Point-per-instance localization data:
━━━━━━

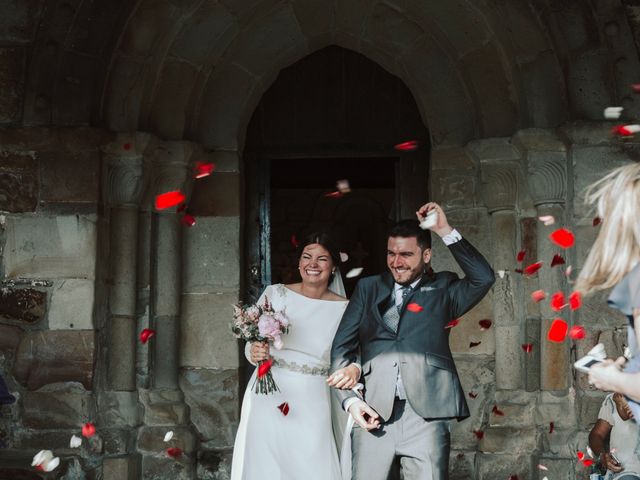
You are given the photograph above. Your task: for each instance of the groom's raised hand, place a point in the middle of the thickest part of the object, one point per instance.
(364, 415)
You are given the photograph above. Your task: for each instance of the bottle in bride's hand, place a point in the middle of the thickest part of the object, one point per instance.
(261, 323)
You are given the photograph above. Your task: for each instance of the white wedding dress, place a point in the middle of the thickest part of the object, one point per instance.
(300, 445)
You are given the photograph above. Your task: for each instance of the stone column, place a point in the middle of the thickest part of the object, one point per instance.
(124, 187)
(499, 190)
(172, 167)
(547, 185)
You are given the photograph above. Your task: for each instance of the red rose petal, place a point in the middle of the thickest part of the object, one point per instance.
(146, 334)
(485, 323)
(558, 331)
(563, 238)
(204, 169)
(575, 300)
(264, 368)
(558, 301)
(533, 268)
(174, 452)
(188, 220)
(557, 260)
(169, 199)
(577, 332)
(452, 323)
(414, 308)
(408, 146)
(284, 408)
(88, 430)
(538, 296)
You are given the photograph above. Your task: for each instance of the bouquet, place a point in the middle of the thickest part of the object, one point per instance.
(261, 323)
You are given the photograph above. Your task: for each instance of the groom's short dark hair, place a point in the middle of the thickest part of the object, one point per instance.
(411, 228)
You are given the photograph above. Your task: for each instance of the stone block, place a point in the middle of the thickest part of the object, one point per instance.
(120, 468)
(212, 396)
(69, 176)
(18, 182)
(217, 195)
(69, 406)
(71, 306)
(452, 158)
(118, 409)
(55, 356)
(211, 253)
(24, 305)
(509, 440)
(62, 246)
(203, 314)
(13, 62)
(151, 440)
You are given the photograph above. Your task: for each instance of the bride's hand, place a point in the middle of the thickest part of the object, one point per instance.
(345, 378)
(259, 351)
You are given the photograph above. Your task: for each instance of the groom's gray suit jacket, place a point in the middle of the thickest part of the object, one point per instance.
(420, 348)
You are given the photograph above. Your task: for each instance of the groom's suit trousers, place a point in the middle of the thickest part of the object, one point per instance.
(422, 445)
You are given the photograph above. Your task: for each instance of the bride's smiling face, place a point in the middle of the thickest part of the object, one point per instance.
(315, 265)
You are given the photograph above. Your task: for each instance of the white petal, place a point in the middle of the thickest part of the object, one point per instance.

━━━━━━

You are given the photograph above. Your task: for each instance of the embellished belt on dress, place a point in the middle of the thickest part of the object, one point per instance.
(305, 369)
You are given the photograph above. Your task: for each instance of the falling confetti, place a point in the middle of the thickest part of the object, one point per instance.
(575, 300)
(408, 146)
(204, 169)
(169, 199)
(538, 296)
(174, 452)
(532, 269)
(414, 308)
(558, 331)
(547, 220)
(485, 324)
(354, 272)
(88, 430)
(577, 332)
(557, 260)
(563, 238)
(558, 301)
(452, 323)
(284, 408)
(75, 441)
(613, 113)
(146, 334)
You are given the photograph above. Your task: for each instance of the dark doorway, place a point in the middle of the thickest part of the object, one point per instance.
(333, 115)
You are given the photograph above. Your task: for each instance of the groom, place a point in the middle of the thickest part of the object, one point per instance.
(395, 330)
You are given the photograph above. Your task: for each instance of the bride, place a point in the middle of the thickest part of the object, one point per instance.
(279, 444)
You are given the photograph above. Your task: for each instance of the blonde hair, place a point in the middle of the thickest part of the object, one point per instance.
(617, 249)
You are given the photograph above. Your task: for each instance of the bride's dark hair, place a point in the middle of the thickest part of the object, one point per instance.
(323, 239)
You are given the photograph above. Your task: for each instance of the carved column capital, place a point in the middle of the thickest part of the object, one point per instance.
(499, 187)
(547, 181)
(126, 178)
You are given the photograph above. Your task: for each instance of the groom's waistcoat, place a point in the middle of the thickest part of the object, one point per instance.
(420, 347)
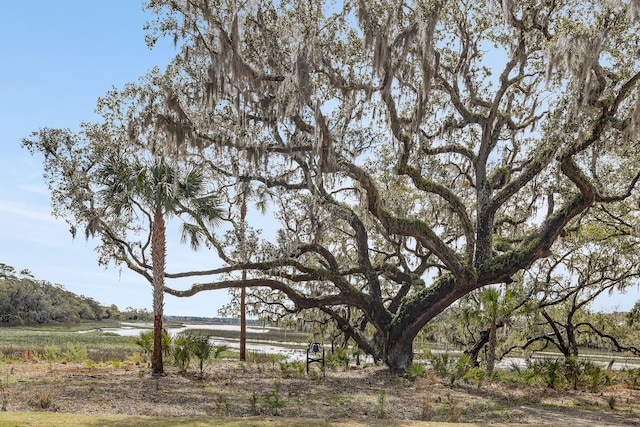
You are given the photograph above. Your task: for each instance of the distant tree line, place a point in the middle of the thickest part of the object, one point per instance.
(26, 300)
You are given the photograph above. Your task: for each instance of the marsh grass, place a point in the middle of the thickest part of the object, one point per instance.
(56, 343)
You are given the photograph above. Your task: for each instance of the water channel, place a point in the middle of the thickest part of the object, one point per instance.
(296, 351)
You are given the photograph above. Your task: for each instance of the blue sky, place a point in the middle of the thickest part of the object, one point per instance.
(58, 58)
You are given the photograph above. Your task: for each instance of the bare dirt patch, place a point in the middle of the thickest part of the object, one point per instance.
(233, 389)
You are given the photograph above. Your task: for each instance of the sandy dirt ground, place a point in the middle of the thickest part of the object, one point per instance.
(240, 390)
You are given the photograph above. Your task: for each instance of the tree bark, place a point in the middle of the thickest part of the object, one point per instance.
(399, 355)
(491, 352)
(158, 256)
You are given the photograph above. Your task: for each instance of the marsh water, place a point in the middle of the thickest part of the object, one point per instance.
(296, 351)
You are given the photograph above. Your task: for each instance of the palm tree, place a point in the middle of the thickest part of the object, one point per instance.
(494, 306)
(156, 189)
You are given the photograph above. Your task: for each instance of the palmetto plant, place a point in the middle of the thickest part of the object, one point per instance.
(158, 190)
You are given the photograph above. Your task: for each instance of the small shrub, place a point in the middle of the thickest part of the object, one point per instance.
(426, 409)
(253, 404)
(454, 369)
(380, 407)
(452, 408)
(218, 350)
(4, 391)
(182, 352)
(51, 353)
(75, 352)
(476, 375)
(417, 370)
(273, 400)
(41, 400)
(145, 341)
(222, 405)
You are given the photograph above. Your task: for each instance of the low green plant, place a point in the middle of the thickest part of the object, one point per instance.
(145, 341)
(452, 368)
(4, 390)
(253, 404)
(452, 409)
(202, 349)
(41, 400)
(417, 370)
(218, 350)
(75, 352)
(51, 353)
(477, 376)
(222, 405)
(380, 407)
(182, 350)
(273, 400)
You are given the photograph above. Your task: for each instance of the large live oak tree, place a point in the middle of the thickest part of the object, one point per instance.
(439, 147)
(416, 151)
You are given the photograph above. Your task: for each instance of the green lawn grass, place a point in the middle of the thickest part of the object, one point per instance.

━━━━━━

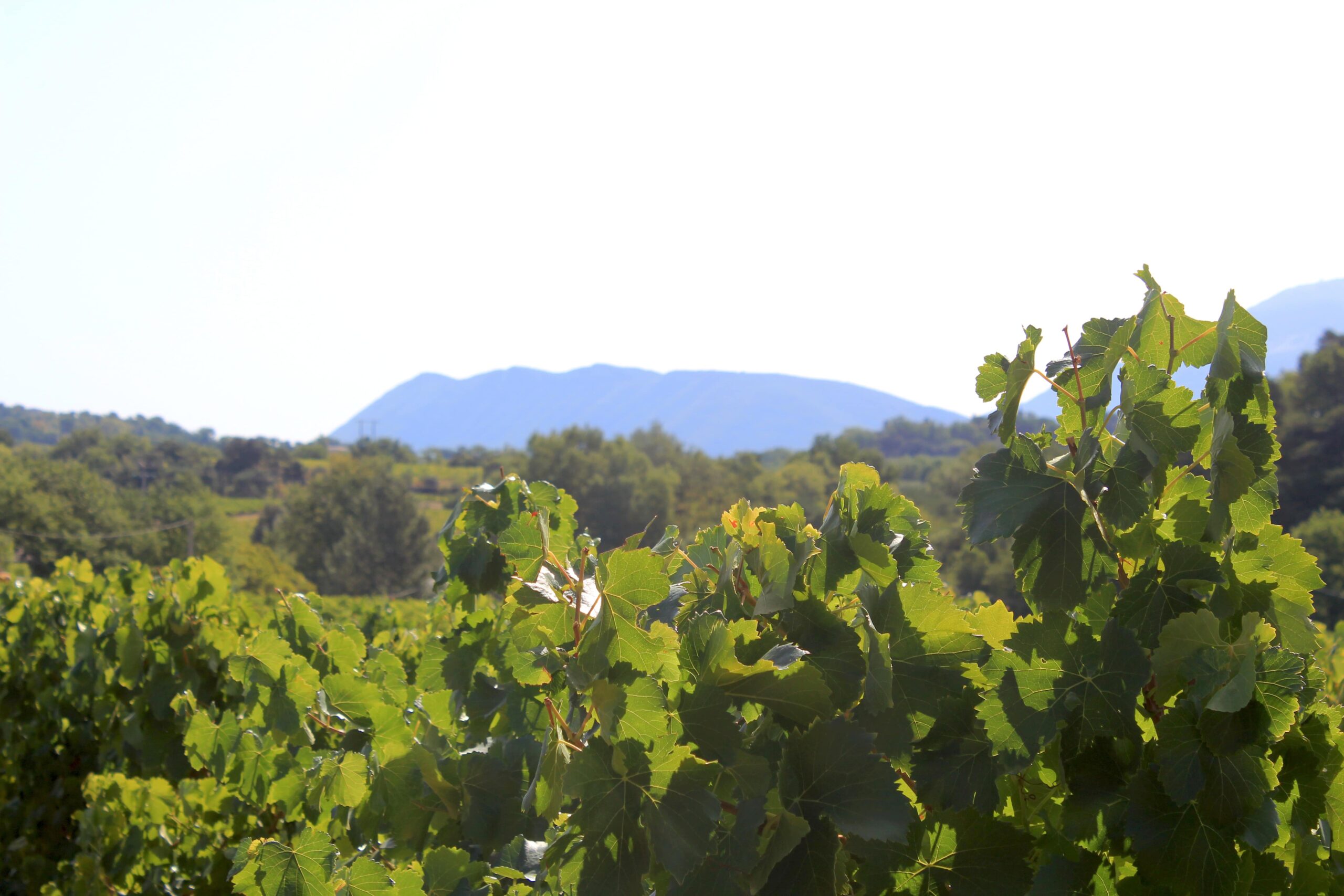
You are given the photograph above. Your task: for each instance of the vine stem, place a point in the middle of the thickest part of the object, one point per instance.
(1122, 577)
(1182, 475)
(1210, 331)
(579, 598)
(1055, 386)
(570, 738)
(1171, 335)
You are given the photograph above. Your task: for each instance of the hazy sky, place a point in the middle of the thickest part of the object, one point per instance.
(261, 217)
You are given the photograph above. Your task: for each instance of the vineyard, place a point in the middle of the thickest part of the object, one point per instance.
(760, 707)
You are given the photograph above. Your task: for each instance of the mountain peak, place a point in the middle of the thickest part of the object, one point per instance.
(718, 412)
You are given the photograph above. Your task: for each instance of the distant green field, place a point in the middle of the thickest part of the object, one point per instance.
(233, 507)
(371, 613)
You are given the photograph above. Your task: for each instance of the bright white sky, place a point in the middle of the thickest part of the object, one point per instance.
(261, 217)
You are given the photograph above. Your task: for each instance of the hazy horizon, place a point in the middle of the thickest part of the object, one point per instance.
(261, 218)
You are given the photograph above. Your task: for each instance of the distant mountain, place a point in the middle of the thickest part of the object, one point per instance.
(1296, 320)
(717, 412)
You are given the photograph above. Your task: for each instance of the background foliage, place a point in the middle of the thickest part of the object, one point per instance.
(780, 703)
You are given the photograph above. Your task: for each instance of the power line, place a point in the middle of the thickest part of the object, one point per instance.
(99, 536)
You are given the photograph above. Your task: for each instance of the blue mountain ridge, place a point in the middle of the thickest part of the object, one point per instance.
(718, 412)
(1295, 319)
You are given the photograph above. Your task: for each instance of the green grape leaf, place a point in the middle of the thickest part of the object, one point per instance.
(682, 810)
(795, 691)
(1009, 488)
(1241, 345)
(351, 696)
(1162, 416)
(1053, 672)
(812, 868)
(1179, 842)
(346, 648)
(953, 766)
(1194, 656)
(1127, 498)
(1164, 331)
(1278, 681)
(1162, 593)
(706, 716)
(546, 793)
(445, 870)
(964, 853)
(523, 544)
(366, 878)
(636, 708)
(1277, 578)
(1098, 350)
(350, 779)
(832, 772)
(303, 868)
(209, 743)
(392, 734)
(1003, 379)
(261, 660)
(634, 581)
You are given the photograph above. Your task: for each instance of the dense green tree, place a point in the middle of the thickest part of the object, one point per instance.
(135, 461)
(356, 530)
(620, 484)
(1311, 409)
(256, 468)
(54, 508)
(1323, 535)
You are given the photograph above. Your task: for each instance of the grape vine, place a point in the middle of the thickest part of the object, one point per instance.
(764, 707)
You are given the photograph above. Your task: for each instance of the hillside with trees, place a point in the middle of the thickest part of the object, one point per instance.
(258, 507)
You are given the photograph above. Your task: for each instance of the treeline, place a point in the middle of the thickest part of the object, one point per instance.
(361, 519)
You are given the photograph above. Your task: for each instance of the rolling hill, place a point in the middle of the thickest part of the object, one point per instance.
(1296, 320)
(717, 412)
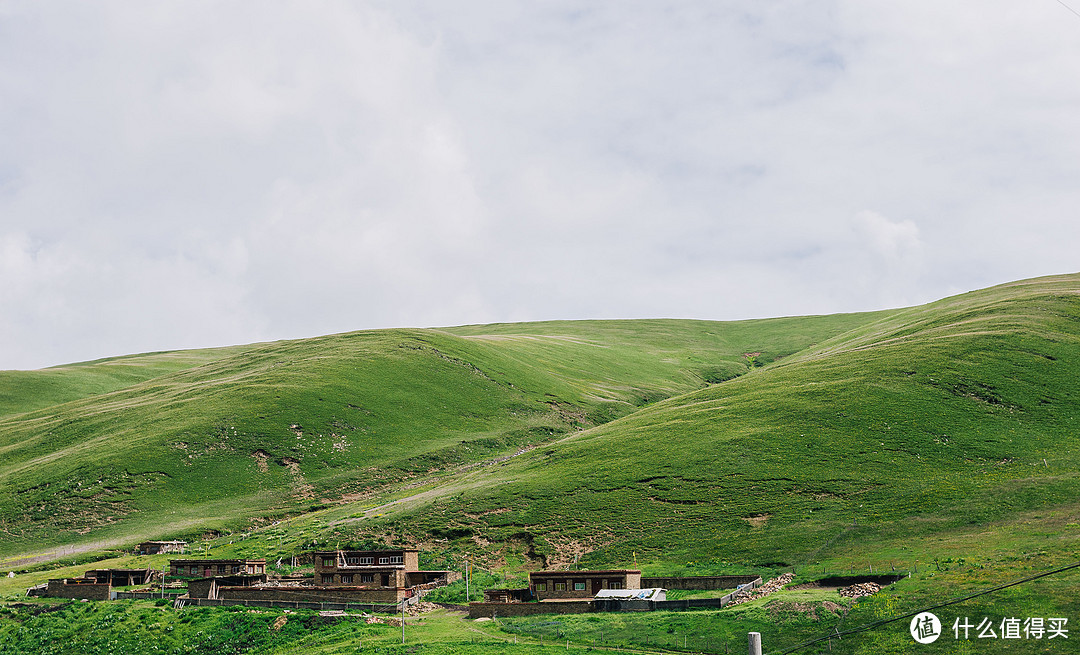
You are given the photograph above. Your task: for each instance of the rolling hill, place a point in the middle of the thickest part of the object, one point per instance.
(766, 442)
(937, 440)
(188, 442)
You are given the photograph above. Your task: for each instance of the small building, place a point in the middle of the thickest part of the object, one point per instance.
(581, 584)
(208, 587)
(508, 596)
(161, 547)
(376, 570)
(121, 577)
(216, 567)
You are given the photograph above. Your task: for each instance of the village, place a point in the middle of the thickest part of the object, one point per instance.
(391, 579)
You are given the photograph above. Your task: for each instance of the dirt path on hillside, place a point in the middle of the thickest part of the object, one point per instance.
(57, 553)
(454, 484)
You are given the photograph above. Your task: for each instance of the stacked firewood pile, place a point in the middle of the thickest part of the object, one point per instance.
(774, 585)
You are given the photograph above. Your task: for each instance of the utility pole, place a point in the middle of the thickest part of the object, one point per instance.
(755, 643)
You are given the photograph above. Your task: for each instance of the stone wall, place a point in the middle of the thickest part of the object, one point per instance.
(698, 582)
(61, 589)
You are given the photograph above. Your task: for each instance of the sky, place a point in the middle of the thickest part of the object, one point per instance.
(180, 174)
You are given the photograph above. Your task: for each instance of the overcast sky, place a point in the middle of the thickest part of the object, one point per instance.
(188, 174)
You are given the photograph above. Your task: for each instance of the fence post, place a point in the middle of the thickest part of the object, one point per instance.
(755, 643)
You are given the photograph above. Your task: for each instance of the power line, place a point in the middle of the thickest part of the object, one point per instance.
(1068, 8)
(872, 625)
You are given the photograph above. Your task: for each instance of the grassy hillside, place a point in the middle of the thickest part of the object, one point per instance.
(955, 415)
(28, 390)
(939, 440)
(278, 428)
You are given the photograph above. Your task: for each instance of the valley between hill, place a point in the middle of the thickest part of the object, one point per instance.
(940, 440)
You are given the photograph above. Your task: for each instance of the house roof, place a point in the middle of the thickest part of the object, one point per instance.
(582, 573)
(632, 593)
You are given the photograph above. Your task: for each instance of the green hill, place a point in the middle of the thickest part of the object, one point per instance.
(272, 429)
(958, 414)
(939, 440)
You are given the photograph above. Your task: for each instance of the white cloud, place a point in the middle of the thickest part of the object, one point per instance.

━━━━━━

Work instruction » Word for word, restate the lines above from the line containing "marsh water, place" through the line containing "the green lawn", with both included and nothing else.

Reply »
You are given the photograph above. Your task: for each instance of the marsh water, place a point in the middle of the thickest part of the object, one point per instance.
(296, 351)
You are given the photograph above. Your task: for each instance of the palm tree, place a point in the middle of the thickest part of the object, one point per instance.
(494, 306)
(156, 189)
You are given the photograph above. Your task: for each instance of the palmetto plant, place a point in the middle of the thickest part of the object, one point per instance.
(158, 190)
You are given the photograph above. Your task: for each instance of the small shrub, place a point in the middle of the thickest part of the object, one point per instance.
(426, 409)
(253, 404)
(454, 369)
(380, 407)
(452, 408)
(218, 350)
(4, 391)
(182, 352)
(51, 353)
(75, 352)
(476, 375)
(417, 370)
(273, 400)
(41, 400)
(145, 341)
(222, 405)
You are given the photograph above. Your task: for each instance of the low green plant, place a point in the middle of the thickest part of the object, one point per instance.
(145, 341)
(452, 368)
(4, 390)
(253, 404)
(452, 409)
(202, 349)
(41, 400)
(417, 370)
(218, 350)
(75, 352)
(51, 353)
(477, 376)
(222, 405)
(380, 407)
(182, 350)
(273, 400)
You are given the photograph above. Your task: for each instance of the large live oak tree, place a point in the middle of the thickest part of the object, one point per instance.
(439, 147)
(416, 151)
You are given the photograph above. Your task: for each instance of the green lawn grass, place a point in the middle of the thickest part of the object, one point per instance.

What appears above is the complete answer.